WHAT THE TASK REQUIRES. Copy the items below word for word, from the line containing "Objective — one point per instance of the man's black" down to the line containing "[[190, 35]]", both of those lines included.

** START RECORDS PROVIDED **

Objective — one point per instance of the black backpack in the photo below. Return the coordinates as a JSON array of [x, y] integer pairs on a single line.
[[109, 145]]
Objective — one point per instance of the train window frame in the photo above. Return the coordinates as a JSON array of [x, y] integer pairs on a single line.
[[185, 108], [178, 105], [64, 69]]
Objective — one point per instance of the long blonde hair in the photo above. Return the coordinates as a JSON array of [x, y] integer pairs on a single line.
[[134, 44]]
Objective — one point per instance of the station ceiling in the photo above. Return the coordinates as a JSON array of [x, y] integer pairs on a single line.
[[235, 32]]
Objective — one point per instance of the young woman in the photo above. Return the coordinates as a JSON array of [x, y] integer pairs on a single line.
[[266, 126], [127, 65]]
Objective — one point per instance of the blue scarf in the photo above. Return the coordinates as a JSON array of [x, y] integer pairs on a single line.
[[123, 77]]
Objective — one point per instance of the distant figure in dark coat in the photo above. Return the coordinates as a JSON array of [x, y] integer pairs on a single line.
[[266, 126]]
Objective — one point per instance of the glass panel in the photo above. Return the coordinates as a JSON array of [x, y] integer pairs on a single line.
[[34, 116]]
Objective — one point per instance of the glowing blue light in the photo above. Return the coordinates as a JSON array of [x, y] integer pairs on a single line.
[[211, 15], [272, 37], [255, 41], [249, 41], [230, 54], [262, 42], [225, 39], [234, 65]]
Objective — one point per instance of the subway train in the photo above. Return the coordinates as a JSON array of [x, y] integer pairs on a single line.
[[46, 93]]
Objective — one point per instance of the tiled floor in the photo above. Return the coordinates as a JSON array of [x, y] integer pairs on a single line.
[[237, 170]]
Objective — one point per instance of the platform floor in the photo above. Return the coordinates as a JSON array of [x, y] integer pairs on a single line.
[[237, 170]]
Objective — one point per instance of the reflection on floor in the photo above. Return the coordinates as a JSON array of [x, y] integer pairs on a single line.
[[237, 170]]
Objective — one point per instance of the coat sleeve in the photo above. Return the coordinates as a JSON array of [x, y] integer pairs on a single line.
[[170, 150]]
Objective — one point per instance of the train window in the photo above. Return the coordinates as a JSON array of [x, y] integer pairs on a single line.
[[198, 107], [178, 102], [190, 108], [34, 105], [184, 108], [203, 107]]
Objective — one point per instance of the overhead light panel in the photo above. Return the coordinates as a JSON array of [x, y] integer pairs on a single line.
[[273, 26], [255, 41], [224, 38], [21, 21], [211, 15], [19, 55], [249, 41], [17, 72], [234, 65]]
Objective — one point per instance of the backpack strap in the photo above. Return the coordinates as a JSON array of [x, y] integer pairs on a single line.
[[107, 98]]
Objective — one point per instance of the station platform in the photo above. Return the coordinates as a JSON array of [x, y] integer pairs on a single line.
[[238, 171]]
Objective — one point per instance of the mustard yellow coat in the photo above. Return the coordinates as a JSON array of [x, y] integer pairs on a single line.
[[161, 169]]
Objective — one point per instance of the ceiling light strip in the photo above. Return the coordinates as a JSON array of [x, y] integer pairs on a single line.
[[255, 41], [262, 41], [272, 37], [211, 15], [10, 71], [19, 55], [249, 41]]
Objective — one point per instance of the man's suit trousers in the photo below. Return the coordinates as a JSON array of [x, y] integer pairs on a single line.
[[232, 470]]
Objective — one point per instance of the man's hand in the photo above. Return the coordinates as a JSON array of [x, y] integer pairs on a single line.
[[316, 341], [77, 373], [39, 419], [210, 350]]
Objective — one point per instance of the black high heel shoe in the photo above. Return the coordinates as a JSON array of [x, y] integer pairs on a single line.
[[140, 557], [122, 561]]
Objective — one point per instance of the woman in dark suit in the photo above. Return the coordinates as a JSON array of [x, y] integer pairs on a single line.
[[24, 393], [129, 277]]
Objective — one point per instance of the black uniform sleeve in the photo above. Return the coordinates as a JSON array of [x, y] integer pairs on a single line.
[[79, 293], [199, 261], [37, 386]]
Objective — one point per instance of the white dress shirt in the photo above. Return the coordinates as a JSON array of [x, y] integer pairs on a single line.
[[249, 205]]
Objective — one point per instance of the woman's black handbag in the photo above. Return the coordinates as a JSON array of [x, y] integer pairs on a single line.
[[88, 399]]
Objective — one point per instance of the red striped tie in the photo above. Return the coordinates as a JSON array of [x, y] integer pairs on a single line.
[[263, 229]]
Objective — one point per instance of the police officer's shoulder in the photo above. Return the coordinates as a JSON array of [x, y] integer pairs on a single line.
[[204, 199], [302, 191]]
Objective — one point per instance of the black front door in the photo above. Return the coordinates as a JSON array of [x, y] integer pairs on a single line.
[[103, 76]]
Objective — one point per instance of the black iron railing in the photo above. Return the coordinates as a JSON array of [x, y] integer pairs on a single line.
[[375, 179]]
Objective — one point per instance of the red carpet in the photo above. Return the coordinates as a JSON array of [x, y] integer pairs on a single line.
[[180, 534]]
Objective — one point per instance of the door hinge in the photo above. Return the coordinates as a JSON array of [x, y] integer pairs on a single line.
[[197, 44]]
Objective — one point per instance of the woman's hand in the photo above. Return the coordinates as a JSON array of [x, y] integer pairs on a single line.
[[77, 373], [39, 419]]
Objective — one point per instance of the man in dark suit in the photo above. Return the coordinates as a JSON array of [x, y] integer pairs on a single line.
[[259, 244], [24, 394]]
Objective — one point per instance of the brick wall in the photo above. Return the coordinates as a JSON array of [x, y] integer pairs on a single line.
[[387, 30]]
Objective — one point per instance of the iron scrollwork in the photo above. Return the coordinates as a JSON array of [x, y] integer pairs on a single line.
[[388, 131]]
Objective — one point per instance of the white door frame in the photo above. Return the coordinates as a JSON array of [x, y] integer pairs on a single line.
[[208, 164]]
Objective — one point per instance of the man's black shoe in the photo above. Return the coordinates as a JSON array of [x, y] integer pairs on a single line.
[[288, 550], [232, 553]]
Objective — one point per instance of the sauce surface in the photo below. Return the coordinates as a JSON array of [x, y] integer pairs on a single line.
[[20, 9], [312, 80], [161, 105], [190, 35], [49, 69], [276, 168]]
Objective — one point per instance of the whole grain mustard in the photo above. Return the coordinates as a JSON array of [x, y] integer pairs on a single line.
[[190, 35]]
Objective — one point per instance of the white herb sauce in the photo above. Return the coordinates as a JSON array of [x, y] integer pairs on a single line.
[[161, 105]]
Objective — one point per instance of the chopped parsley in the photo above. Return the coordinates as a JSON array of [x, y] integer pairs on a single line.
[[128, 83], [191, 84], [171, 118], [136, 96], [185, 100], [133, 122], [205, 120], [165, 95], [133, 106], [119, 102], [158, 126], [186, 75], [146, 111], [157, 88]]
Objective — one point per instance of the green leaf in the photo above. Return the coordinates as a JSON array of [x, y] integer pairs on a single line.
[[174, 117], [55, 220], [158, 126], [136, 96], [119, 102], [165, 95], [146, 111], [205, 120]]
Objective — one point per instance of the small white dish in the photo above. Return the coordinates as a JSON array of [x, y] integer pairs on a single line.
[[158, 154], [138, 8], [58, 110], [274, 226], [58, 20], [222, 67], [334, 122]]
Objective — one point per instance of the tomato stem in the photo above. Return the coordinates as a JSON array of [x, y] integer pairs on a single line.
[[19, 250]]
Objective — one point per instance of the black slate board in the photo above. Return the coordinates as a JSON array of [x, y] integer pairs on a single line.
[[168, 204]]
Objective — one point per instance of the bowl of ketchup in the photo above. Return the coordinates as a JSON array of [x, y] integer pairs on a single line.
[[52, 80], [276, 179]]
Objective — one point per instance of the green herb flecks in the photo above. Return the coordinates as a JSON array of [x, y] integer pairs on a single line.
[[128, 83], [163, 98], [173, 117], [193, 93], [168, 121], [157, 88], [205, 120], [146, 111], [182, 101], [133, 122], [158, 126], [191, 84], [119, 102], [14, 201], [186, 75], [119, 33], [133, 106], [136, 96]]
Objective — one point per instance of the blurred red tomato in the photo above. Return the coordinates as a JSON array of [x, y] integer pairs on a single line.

** END RECORDS PROVIDED **

RESPONSE TO THE EXERCISE.
Objective — one point per instance of the man's black shoe in the photo above. Return the coordinates as a JSON array of [x, y] integer pairs on a single line.
[[288, 550], [232, 553]]
Objective — one point per instance of the sauce surface in the photo below. Return the coordinates as a JSON array of [x, y] integer pairs on a single line.
[[20, 9], [312, 80], [161, 105], [190, 35], [49, 69], [276, 168]]
Objective — one point per instance of the whole grain mustard in the photo above. Return the coordinates as a JSON array of [x, y] integer pairs on a single line.
[[190, 35]]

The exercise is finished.